### TASK SET
- a) The opening paragraph of the description of the Cassiopeia preprocessing tests names several aspects of the preprocessing pipeline that the tests cover. List every one.
- b) In one to three sentences, state what the description of the Cassiopeia preprocessing tests says is achieved by having each test file focus on a specific aspect of the preprocessing pipeline.
- c) Carry on the description of the Cassiopeia preprocessing tests from its final sentence.

─── EXTRACTED TEXT ───

High-level description

This directory contains unit tests for the preprocessing module of the Cassiopeia library. The tests cover various aspects of the preprocessing pipeline, including sequence alignment, allele calling, lineage group assignment, character matrix formation, UMI collapsing, and configuration parsing.

What does it do?

The tests in this directory verify the correctness of different preprocessing steps in the Cassiopeia pipeline. These steps include:

  1. Aligning sequences to a reference
  2. Calling alleles from aligned sequences
  3. Assigning lineage groups to cells
  4. Converting allele tables to character matrices
  5. Collapsing UMIs (Unique Molecular Identifiers)
  6. Parsing configuration files for the pipeline
  7. Converting FASTQ files to unmapped BAM files
  8. Error-correcting cell barcodes and integration barcodes
  9. Filtering BAM files and molecule tables
  10. Resolving UMI sequences

Each test file focuses on a specific aspect of the preprocessing pipeline, ensuring that the functions and methods perform as expected under various input conditions and edge cases.

─── DATA SHOWN ───

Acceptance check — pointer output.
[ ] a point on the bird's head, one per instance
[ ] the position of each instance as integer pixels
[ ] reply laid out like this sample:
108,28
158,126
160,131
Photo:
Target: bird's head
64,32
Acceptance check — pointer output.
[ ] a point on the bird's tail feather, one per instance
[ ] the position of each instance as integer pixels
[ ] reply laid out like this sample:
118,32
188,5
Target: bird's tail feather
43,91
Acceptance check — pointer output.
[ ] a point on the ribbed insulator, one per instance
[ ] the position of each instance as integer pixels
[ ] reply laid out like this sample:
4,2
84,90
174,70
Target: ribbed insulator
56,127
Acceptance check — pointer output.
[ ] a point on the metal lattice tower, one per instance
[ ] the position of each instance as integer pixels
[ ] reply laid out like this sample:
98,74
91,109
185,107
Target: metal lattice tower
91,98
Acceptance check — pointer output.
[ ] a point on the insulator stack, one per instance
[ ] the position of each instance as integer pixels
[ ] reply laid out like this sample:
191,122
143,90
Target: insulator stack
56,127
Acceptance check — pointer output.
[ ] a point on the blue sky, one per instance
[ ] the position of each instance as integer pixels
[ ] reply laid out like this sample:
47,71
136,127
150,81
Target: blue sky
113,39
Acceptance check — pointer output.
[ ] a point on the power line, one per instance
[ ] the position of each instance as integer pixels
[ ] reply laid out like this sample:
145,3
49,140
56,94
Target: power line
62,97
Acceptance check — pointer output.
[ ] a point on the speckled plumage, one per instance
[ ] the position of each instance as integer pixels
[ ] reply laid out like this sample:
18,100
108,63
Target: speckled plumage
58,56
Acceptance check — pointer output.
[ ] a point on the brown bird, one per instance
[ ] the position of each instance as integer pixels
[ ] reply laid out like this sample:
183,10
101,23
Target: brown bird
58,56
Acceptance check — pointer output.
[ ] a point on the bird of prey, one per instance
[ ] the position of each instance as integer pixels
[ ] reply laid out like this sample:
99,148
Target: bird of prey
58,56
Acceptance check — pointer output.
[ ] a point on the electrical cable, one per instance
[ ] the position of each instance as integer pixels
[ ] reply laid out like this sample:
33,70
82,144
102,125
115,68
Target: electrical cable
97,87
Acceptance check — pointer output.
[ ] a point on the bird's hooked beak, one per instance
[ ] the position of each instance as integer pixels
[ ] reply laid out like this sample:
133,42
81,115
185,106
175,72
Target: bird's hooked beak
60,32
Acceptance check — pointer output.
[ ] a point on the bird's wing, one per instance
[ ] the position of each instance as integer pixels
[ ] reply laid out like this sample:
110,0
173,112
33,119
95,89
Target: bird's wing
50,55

───

### RESPONSES BY TASK
- a) sequence alignment, allele calling, lineage group assignment, character matrix formation, UMI collapsing, and configuration parsing

- b) Each test file focuses on one aspect of the pipeline to ensure that its functions and methods perform as expected under various input conditions and edge cases.

- c)
Entry points

The main entry points for developers working on the preprocessing module tests are:

  1. align_sequence_test.py: Tests for sequence alignment functionality
  2. call_alleles_test.py: Tests for allele calling from aligned sequences
  3. call_lineage_groups_test.py: Tests for lineage group assignment
  4. character_matrix_test.py: Tests for converting allele tables to character matrices
  5. collapse_umi_test.py: Tests for UMI collapsing functionality
  6. config_parser_test.py: Tests for parsing configuration files

These files contain the core tests for the main preprocessing steps. Other test files focus on more specific functionalities or edge cases within the preprocessing pipeline.

Key Files

  1. align_sequence_test.py: Tests sequence alignment with different parameters and methods.
  2. call_alleles_test.py: Verifies correct allele calling from CIGAR strings and aligned sequences.
  3. call_lineage_groups_test.py: Checks lineage group assignment, including handling of doublets and reassignment.
  4. character_matrix_test.py: Tests conversion of allele tables to character matrices and lineage profiles.
  5. collapse_umi_test.py: Verifies UMI collapsing for different sequencing chemistries.
  6. config_parser_test.py: Ensures correct parsing of configuration files and pipeline setup.
  7. convert_fastqs_to_unmapped_bam_test.py: Tests conversion of FASTQ files to unmapped BAM files.
  8. error_correct_cellbcs_to_whitelist_test.py: Checks error correction of cell barcodes against a whitelist.
  9. error_correct_intbcs_to_whitelist_test.py: Verifies error correction of integration barcodes.
  10. error_correct_umi_test.py: Tests UMI error correction functionality.
  11. filter_bam_test.py: Checks filtering of BAM files based on read quality.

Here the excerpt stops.